* Description of the task *
Report every line in the entries below that contains the word "pedestal". Case matters, so only count lines where the letters match in upper- and lowercase.

--- Begin Data entries ---

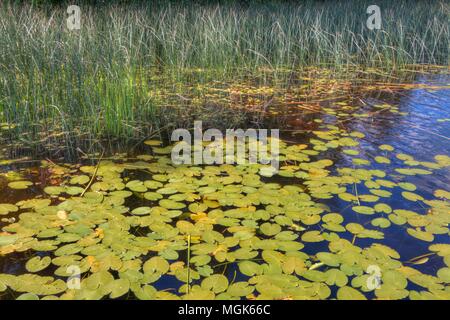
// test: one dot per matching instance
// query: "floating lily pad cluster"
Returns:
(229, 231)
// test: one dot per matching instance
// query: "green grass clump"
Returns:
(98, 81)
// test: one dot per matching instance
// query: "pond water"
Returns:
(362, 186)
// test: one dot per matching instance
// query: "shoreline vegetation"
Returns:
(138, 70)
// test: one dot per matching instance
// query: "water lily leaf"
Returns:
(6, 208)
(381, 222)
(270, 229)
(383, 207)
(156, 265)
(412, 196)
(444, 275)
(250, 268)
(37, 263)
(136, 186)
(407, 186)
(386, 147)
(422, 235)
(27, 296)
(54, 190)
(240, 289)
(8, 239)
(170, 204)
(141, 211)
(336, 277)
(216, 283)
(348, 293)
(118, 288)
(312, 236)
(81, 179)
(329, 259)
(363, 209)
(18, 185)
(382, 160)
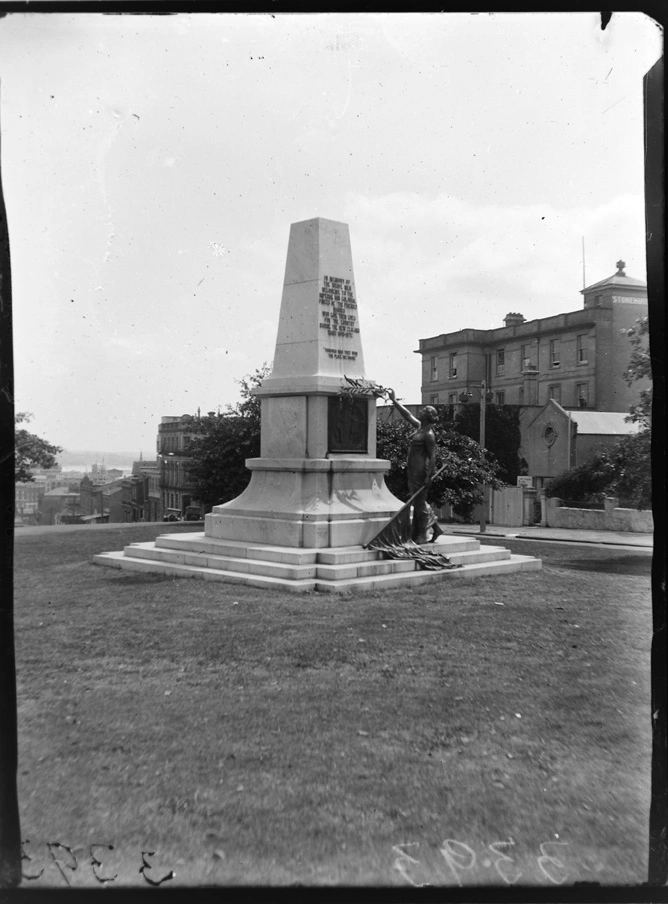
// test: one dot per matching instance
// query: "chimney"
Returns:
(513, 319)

--- End Data entries ---
--- Begin Data entries ---

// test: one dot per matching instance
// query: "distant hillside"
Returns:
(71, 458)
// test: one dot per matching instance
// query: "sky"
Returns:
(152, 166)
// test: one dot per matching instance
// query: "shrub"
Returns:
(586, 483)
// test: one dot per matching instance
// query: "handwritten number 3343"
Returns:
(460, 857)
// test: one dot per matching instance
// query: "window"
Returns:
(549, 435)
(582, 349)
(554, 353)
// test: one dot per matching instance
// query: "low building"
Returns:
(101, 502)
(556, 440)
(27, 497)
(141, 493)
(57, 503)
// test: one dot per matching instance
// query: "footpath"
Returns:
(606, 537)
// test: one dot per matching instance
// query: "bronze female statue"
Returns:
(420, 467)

--- End Data entries ---
--- Begin Data entries ---

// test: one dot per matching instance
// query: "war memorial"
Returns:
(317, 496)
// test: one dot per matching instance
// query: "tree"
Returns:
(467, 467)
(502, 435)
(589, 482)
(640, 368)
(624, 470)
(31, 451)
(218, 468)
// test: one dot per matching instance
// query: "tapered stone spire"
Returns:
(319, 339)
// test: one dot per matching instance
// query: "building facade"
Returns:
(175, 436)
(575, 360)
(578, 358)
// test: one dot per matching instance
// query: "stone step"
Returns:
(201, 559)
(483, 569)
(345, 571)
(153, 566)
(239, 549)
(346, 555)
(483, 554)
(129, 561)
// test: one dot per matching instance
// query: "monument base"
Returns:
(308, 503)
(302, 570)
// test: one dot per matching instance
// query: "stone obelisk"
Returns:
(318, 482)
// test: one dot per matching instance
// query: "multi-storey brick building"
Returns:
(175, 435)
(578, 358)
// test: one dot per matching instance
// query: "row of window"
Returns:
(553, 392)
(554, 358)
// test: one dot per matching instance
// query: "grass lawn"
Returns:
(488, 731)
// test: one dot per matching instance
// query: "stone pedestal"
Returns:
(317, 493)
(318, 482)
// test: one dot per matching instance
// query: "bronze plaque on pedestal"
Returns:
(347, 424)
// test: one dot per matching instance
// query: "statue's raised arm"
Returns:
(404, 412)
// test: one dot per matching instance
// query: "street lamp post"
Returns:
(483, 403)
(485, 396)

--- End Data entries ---

* Exercise output *
// query: "stone pedestal"
// query: "bronze plaque on pedestal"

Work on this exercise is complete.